Work instructions: Reproduce all of the material below verbatim, omitting the pictures.

─── Data shown

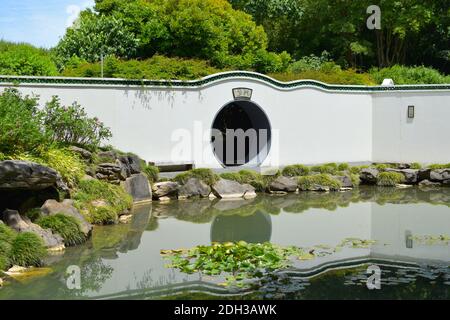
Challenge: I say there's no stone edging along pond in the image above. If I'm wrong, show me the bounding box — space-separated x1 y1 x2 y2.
0 151 450 282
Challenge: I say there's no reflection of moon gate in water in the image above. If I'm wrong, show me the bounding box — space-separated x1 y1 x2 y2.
211 211 272 243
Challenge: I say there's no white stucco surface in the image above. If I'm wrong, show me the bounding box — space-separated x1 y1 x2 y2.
0 73 450 168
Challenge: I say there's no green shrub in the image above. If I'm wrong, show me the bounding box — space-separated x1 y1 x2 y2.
370 65 450 85
142 165 159 183
375 163 390 172
410 162 422 169
0 223 17 270
337 163 350 171
174 168 219 186
0 41 58 76
73 179 133 224
36 213 86 246
10 232 47 267
42 96 112 150
349 165 369 174
11 147 86 187
220 170 271 192
377 172 405 187
298 173 342 191
311 163 337 174
0 89 48 155
281 164 310 177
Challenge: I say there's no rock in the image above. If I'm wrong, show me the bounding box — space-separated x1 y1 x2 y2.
122 173 152 202
2 210 64 250
386 168 419 184
269 176 297 192
178 178 211 199
118 154 142 175
430 169 450 183
41 199 92 237
419 180 441 188
152 181 179 199
417 169 431 182
69 146 92 162
242 184 257 199
0 160 60 191
97 150 117 162
333 176 354 190
212 179 250 199
119 214 133 224
359 168 379 184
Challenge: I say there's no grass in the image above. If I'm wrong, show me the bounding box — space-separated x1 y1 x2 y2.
174 168 219 186
142 165 159 183
377 172 405 187
73 180 133 224
10 232 47 267
281 164 311 177
220 170 273 192
311 163 338 174
36 213 86 246
0 223 16 270
298 173 342 191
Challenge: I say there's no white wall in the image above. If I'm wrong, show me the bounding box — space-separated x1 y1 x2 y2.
0 78 450 168
373 91 450 163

──────

Task output:
Challenge: I say there's no stone edging along pond in the image above. If I'm wrong, show me the bounding box — space-separated x1 y1 x2 y2.
0 151 450 282
Challenge: I say there's no reflection of moon gate in water in the image above. If I'm wrong, show me the bounding box — space-separated x1 y1 x2 y2.
211 211 272 243
Challenge: I say there's no white stucco surface in the image above. If I'm wrong, show me the bounding box — space-separated x1 y1 x2 y2.
0 73 450 168
Challenge: I say there's no green shrub in the image above. If I'm wrong, show me the bounding box — space-separated x1 y1 x2 y2.
370 65 450 85
142 165 159 183
375 163 390 172
410 162 422 169
0 223 17 270
337 163 350 171
174 168 219 186
0 41 58 76
73 179 133 224
36 213 86 246
10 232 47 267
42 96 112 150
349 165 369 174
11 147 86 187
220 170 271 192
377 172 405 187
298 173 342 191
311 163 337 174
0 89 48 155
281 164 310 177
Challenge: I say there's no rock in the image above. If I'm wrong, show me the bounding box — space-separated x1 y1 x2 y2.
122 173 152 202
2 210 64 250
386 168 419 184
269 176 297 192
178 178 211 199
118 154 142 175
430 169 450 183
41 199 92 237
419 180 441 188
152 181 179 199
417 169 431 182
69 146 92 162
242 184 257 199
0 160 60 191
97 150 117 162
333 176 354 190
212 179 250 199
119 214 133 224
359 168 379 184
Challenge: I say there's no grass in the image above. If I'm wrong, show me the bounding box — space-separated x1 y1 x2 y2.
174 168 219 186
142 165 159 183
377 172 405 187
73 180 133 224
10 232 47 267
281 164 311 177
220 170 273 192
311 163 338 174
36 213 86 246
0 223 16 270
298 173 342 191
Challenge: I say there's no white wall in the image above. If I'm wrong, show me the bounding box — space-separated x1 y1 x2 y2.
0 78 450 168
373 91 450 163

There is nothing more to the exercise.